▶ **Auftrag**
Geben Sie sämtliche folgenden Zeilen des Materials einschließlich der Anweisungen erneut wieder. Multiplizieren Sie dabei jede Zahl in den Antworten, also die Koordinaten der Begrenzungsrahmen, mit 2,45, und runden Sie auf ganze Zahlen, wobei Hälften aufgerundet werden; die Zahlen in den Anweisungen und ihren Formatbeispielen bleiben unverändert.
++++ Erfasste Daten
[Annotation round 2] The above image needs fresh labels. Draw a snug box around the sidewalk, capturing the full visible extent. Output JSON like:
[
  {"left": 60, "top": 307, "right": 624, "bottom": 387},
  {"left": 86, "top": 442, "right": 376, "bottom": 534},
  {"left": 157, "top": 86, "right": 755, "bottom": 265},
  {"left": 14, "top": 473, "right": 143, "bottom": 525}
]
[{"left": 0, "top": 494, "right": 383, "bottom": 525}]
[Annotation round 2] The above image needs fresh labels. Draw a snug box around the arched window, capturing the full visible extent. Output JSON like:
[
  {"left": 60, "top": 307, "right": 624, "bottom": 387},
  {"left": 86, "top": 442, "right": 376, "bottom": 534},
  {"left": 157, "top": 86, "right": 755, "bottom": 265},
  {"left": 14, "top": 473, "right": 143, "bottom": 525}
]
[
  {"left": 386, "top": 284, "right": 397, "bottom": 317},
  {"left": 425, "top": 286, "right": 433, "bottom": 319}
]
++++++++
▶ **Ergebnis**
[Annotation round 2] The above image needs fresh labels. Draw a snug box around the sidewalk, capturing the full visible extent. Output JSON like:
[
  {"left": 60, "top": 307, "right": 624, "bottom": 387},
  {"left": 86, "top": 442, "right": 376, "bottom": 534},
  {"left": 157, "top": 86, "right": 755, "bottom": 265},
  {"left": 14, "top": 473, "right": 143, "bottom": 525}
]
[{"left": 0, "top": 1210, "right": 938, "bottom": 1286}]
[Annotation round 2] The above image needs fresh labels. Draw a snug box around the arched window, capturing the full visible extent. Output JSON like:
[
  {"left": 60, "top": 307, "right": 624, "bottom": 387},
  {"left": 86, "top": 442, "right": 376, "bottom": 534},
  {"left": 157, "top": 86, "right": 755, "bottom": 265},
  {"left": 14, "top": 473, "right": 143, "bottom": 525}
]
[
  {"left": 946, "top": 696, "right": 973, "bottom": 777},
  {"left": 1041, "top": 701, "right": 1061, "bottom": 782}
]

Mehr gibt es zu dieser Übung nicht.